## EXTRAIT PRÉSENTÉ:

"Je te l'avais bien dit" ne sert à rien

Publié le par elinas

Selon les apparences, l’Homme a un penchant naturel pour le pessimisme. Et, de ce que j’ai pu observer, il a également une forte propension à rendre la négativité contagieuse, voire même, à l’entretenir.


  Prenons l’exemple d’une personne qui veut arrêter de fumer. Nombreux sont ceux qui lui répondront « Tu verras, tu ne tiendras pas. » Et, forcément, conditionné par cette expression négative qu’on lui répète, encore et encore, il ne tiendra pas.


Quand bien même on prétend vouloir soutenir, on a une tendance naturelle à décourager.


  Dans quel but ? Le vice est poussé au point que, lorsque cette négativité aboutit à l’échec prévu, on a cette envie de dire cette phrase, narcissique au plus haut point, et qui n’a d’égal que son inutilité : « Tu vois, je t’avais prévenu ».

  L’expression type qui n’amène rien, qui ne construit en rien, et qui n’a pour vocation de n’apporter l’attention que sur sa propre personne. Plus fort encore : on prend cet exemple pour acquis, et que nous avons raison de manière absolue sur la question.


  Prenons un autre exemple, plus à l’échelle de la société : un jeune homme et une jeune femme, qui sont en couple depuis le lycée, décident, à leurs vingt-cinq ans, de se marier. Quelles sont les premières réactions ? « Tu verras, ça ne tiendra pas. » Ou encore « On rigolera bien quand ils seront à la crise de la quarantaine ». De la même manière que pour celui qui arrête de fumer, si l’on entretient ce climat d’échec, les premiers concernés (et également, les derniers à qui l’on a pensé à demander l’avis) tendront vers l’échec prémédité.


  Préméditer l’échec, c’est lui permettre de s’imposer.


  Pourquoi voulons-nous à tout prix juger les décisions des gens, en n’anticipant que l’échec ? Pourquoi n’espérons-nous plus qu’ils y parviennent ? Est-ce de la jalousie ?


  Pourquoi tant de monde disent « J’espère que tu vas réussir », et ne peuvent s’empêcher de rajouter « … mais j’ai des doutes. » ?


  A celui qui veut arrêter de fumer, même si c’est le huitième essai, je lui dirai « j’espère que, cette fois, tu vas y arriver. »
  A ceux qui se marient jeunes, je leur dis : « Je vous souhaite tout le bonheur du monde. » De manière sincère, sans cette arrière-pensée qui tendra à exprimer les mots « on se revoit le jour de votre divorce ».

## Données d’annotation de points sur photos:
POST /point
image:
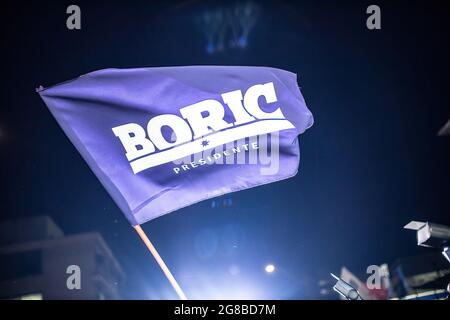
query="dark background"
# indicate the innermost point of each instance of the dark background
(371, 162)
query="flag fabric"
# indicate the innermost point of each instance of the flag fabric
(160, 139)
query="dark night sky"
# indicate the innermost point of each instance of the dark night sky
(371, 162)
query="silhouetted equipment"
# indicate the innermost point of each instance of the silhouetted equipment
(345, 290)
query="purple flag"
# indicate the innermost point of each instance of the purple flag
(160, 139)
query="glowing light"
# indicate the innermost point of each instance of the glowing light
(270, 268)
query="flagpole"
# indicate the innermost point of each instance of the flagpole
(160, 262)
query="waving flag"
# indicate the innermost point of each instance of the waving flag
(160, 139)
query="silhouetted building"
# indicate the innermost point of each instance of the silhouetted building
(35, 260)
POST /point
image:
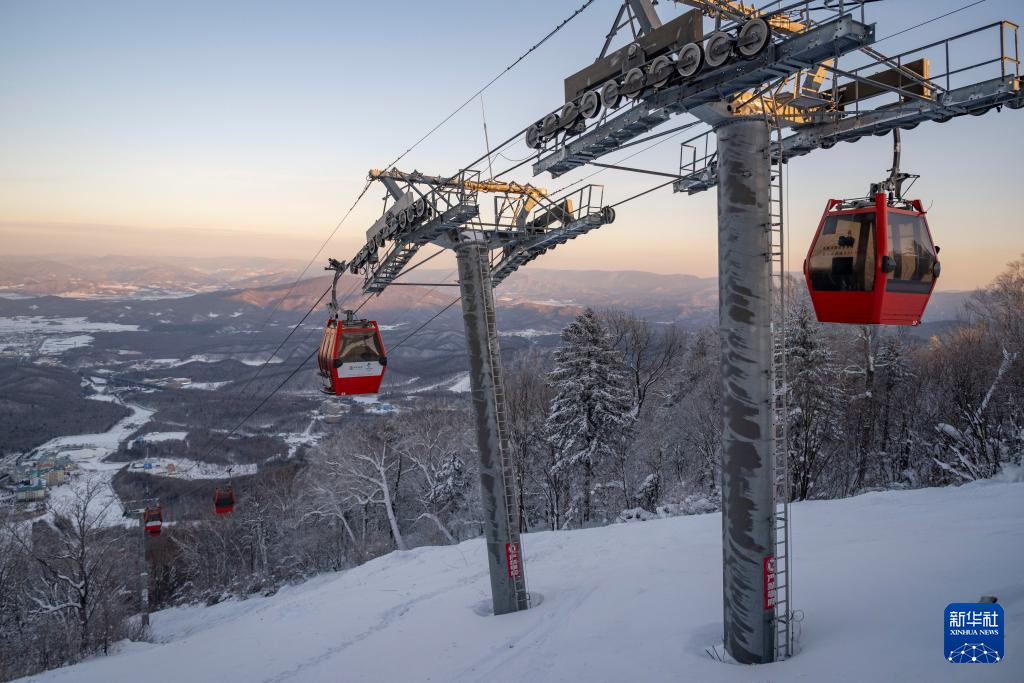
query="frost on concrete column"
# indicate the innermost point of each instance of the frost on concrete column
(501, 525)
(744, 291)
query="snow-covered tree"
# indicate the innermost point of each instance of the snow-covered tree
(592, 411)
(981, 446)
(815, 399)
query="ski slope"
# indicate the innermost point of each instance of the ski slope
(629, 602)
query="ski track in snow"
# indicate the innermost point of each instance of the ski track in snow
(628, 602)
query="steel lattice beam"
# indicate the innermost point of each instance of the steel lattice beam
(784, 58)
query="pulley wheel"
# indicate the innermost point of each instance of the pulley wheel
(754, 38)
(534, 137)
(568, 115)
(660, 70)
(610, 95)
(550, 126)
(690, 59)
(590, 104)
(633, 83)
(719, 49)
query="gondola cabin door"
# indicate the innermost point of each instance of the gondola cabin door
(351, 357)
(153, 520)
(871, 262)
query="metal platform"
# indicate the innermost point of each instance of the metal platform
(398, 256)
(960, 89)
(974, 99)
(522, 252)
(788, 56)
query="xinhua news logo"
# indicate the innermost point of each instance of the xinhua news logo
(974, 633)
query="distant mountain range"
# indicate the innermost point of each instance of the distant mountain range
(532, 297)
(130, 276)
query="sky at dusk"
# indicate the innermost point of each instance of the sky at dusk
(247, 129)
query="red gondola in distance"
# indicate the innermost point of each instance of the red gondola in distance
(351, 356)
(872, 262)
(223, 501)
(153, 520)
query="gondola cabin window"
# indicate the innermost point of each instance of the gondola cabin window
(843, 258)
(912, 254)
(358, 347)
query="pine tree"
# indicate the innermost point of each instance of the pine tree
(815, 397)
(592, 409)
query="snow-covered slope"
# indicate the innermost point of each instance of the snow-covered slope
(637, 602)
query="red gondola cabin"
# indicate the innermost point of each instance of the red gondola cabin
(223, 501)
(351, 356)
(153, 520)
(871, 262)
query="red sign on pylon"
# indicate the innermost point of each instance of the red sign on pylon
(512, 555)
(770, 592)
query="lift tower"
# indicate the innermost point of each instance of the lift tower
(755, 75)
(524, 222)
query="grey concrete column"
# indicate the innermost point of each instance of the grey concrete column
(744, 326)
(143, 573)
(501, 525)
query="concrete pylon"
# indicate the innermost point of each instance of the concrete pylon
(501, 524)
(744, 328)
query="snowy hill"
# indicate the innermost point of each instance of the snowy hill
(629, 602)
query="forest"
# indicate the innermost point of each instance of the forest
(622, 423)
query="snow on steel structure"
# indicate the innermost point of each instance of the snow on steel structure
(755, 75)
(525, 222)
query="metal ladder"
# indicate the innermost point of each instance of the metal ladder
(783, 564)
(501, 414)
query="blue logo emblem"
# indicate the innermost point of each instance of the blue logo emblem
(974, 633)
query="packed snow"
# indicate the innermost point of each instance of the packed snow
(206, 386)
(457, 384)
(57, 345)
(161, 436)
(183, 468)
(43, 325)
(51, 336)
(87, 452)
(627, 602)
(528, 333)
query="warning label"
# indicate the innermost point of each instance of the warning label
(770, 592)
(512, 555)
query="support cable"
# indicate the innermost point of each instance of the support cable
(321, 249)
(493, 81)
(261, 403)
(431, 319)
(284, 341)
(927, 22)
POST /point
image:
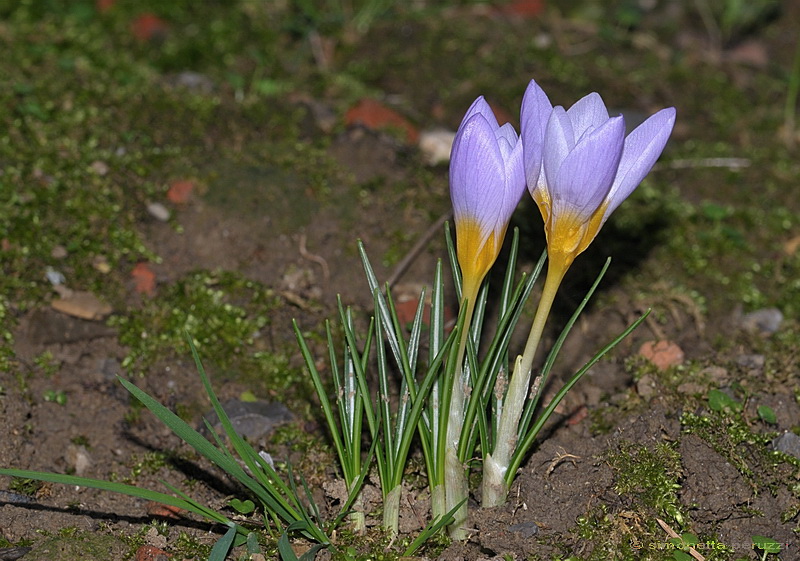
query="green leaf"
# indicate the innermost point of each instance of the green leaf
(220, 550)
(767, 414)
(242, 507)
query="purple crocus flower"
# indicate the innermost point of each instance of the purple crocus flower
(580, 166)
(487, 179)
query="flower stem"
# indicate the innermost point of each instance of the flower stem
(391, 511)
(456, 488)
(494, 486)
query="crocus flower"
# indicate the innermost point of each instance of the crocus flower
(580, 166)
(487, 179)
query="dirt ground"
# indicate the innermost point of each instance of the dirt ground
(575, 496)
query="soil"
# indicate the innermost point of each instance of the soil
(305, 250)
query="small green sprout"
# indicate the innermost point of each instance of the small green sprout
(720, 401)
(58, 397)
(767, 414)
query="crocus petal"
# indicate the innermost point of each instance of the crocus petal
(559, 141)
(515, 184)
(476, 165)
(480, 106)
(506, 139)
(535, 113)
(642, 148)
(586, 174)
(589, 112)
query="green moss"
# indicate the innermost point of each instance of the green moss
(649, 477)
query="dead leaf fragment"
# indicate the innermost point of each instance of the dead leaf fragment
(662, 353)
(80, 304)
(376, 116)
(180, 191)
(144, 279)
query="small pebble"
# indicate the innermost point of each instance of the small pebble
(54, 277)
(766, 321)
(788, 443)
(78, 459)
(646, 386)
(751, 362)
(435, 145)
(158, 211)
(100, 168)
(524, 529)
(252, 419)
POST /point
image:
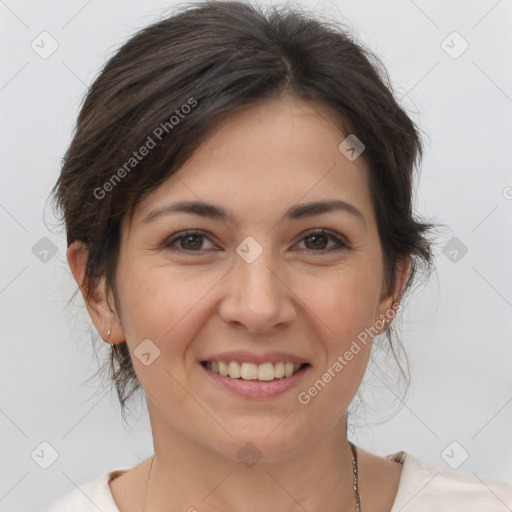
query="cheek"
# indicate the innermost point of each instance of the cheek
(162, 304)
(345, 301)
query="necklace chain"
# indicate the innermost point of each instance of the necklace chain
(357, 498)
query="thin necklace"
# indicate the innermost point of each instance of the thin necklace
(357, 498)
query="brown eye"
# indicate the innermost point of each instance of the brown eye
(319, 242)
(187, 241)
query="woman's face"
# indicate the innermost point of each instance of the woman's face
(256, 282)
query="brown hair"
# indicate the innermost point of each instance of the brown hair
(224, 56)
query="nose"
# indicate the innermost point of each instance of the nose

## ÉNONCÉ DU PROBLÈME:
Poursuivez le billet sur l’inutilité du « Je te l’avais bien dit » à partir de sa dernière phrase.

## RÉPONSE PROPOSÉE:
  A la femme qui aura un enfant avant l’âge que « la société a décrété comme étant un âge convenable », je me refuse de dire d’elle qu’elle a « pourri sa jeunesse ». Je lui souhaite de s’épanouir dans son choix. Car je sais, d’exemples dont j’ai été témoin, que ça n’empêche pas d’être heureux.


  Mais, pour y parvenir, il ne faut pas voir l’échec comme une peur de donner raison aux autres, ou de les décevoir. Il faut voir l’échec comme un risque qu’on est prêt à courir. Et seulement un risque. Et s’il devait survenir, ce devrait être une occasion d’apprendre une erreur pour ne pas la reproduire.


  Chaque jour, j’ai une forte tendance à refuser l’expression « Je te l’avais bien dit ». Narcissique pour la personne qui la prononce, frustrante pour la personne qui la subit, elle tend à cantonner dans l’échec et la négativité.


  Je souhaite aux autres de réussir. Même ceux avec qui je ne m’entends pas forcément bien, je ne leur souhaite pas l’échec. L’heure où cela sera réciproque est très lointaine, certes. Mais j’ai plaisir à encourager, pas à décourager. J’ai plaisir à dire « tu feras mieux la prochaine fois », et je m’en veux si j’ai l’orgueil de dire « je te l’avais bien dit ».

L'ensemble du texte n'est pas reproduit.